:: WHAT IS BEING ASKED ::
Carry on the account of Plaintiff's warrantless arrest and prosecution, picking up after its final sentence.

:: DOCUMENT SEGMENT ::
┌────────

Before leaving the area near the convenience store, Valdez took pictures of Claudia's face and neck. Those photographs appear to depict significant bruising. Renteria and Valdez then went to Plaintiff's home, where they arrived at approximately 11:30 p.m. They rang the doorbell and Plaintiff's husband, Duncan Smith ("Duncan") answered the door. Renteria told Duncan, "We are here to arrest [Plaintiff]; we have all the evidence we need. We will listen to your side of the story but are going to arrest [Plaintiff]." Plaintiff awoke and went to the door as well, where she found Duncan talking to Renteria. Plaintiff allowed Renteria and Valdez to enter the home. Renteria asked Plaintiff if she had physical contact with Claudia earlier that evening. Plaintiff said that she had not, and Renteria informed her that Claudia had bruises on her body. Plaintiff told Renteria that Claudia had diabetes and that she might have used makeup to create the appearance of bruises, or Claudia's boyfriend may have hurt her. Renteria checked Plaintiff's body and hands for injuries or bruises, but found none. Plaintiff did tell Renteria that earlier that evening she had told Claudia that if she continued to violate her curfew she might have to look for another place to live. Renteria questioned Duncan, who told Renteria that nothing had happened between Plaintiff and Claudia, that there had been no fight between them, that he did not see bruising on Claudia's face earlier that evening, and that he would not doubt that Claudia could have caused injury to herself. Valdez interviewed Plaintiff's elder daughter Juniper, Claudia's sister, who lived with her parents at the time of these events. Juniper said that she did not see her mother hit or harm Claudia that evening. However, in response to questioning Juniper said that while her father would never get physical with one of his children, her mother (Plaintiff) would. Juniper told Valdez that on one occasion in the home, her mother had become enraged with her, grabbed her by the throat, and began shaking her.

Renteria and Valdez then conducted a warrantless arrest of Plaintiff in her home. The Defendants took Plaintiff to the Las Cruces Police Department for booking, and then had her transported to the Doña Ana County Detention Center, where she was held on a $5,000 bond. On July 31, 2004, Renteria filed a criminal complaint against Plaintiff for the charge of battery against a household member. Thereafter, Plaintiff tried to contact Renteria by phone and email to inform him that Claudia admitted that Plaintiff had not touched or harmed her, but he never responded. Apparently Claudia made similar attempts to contact Renteria. On September 23, 2004, Plaintiff wrote to Renteria and asked him to dismiss the case. The municipal court held a pretrial conference on October 4, 2004, at which Plaintiff told Renteria that Claudia was trying to contact him to inform him that she had faked her injuries. Renteria told Plaintiff to plead guilty and go to counseling, and refused to drop the charges. Then, on October 18, 2004, the date of the trial on the charges against Plaintiff, Renteria failed to appear in court. The Assistant City Attorney for the City of Las Cruces dismissed the case without prejudice.

└────────

Referring-expression pointing data
┌────────

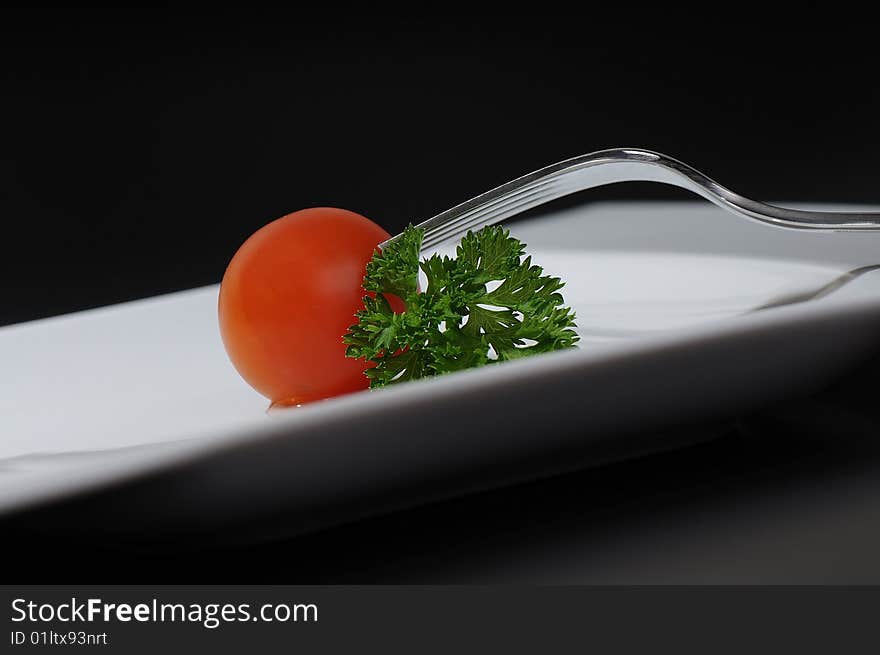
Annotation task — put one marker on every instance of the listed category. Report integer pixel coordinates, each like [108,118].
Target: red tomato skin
[289,295]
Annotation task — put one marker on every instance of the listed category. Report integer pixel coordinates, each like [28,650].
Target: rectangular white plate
[138,399]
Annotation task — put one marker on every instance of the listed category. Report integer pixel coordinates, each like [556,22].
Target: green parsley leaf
[456,322]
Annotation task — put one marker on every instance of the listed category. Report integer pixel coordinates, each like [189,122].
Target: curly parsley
[486,305]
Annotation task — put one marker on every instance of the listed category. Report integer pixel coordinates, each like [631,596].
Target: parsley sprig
[486,305]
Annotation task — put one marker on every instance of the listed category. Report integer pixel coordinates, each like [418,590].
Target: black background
[142,146]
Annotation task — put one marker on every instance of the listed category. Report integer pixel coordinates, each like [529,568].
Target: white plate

└────────

:: EXERCISE ANSWER ::
Valdez contends that when he told Duncan that he was arresting Plaintiff, Duncan shrugged his shoulders and said, "She's getting better." Valdez interpreted this to mean that Plaintiff had a problem with domestic violence but that it was improving. According to Valdez, Duncan also stated that in the past his wife had become angry and had thrown objects around the house. However, in his affidavit Duncan expressly denies making any of these statements.

On September 27, 2004, Claudia executed an affidavit in which she admitted that she was angry at her mother on the night of July 30, 2004 and that she "decided to play a malicious joke and pretend that [her] mom had hit me just to show my friends."

Plaintiff has two remaining causes of action. In Count I, she asserts a claim under 42 U.S.C. § 1983 against the individual defendants for unlawful arrest without probable cause in violation of the Fourth and Fourteenth Amendments, Complaint at ¶¶ 37-39. Count III asserts a tort claim for malicious abuse of process against all Defendants. Defendants have moved for summary judgment on both claims, while Plaintiff moves for summary judgment on Count I only.

DISCUSSION

I. VIOLATION OF THE FOURTH AMENDMENT UNDER § 1983

Count I of the Complaint asserts a claim for violation of Plaintiff's right to be free from unreasonable seizure under the Fourth and Fourteenth Amendments to the United States Constitution. Plaintiff contends that Defendants Renteria and Valdez violated her constitutional rights in two ways: first, by arresting her without probable cause, and second, by arresting her for a misdemeanor in her own home without a warrant. Then, Plaintiff argues that her rights were clearly established such that a reasonable person in Renteria and Valdez's position would have known he was violating the law. The Court will address each argument in turn.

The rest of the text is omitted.